Records from a data collection:

= = = = = = =

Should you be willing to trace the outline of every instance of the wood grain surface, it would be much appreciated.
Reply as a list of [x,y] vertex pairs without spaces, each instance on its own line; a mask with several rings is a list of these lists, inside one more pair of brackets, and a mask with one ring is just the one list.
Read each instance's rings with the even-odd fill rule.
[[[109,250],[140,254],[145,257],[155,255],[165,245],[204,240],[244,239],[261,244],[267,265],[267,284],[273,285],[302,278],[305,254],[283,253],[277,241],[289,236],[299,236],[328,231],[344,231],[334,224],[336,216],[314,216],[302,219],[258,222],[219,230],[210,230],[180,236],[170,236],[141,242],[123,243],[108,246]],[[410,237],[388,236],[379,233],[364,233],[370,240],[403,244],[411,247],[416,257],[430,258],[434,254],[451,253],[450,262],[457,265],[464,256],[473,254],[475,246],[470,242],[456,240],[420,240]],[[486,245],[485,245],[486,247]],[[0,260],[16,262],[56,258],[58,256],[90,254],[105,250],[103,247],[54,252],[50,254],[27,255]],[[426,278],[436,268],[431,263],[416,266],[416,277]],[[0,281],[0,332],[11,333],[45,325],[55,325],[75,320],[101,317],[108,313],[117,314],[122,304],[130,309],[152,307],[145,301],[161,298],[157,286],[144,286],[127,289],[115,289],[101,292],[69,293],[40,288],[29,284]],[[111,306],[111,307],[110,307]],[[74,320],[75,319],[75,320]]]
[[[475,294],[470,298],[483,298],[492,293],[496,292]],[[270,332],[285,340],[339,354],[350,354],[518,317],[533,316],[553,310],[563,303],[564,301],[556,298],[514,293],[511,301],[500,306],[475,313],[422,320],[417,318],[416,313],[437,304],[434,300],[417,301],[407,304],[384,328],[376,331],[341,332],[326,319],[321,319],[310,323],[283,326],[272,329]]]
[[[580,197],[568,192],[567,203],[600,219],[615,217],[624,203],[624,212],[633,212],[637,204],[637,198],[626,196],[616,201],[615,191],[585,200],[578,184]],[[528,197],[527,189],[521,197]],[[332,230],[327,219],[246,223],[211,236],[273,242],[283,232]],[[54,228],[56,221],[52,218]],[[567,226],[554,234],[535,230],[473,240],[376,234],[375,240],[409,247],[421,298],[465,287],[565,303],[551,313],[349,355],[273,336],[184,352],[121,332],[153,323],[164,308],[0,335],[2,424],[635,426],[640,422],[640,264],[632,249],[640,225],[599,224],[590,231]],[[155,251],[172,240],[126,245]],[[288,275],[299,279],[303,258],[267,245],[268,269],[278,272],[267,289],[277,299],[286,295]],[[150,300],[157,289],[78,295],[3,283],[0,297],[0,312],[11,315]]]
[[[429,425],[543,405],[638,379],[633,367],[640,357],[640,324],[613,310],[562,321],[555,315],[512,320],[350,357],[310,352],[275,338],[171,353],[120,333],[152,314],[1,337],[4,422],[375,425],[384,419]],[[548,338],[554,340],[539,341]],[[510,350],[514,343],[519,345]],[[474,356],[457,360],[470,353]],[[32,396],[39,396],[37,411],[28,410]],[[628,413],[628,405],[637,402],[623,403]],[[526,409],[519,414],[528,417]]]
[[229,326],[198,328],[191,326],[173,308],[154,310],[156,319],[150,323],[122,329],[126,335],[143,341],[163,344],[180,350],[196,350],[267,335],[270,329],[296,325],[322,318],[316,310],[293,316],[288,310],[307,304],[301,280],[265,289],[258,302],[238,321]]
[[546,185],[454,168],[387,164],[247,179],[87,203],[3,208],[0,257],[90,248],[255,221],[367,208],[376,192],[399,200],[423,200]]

= = = = = = =

> Required work
Using the records above, list each line that includes "with".

> Answer to this problem
Reply as a list of [x,y] vertex pairs without spaces, each instance on its own line; a mask with several rings is a list of these lists, inside one more pair of brackets, and a mask with one ring is just the one list.
Read each instance's rings with the even-odd fill rule.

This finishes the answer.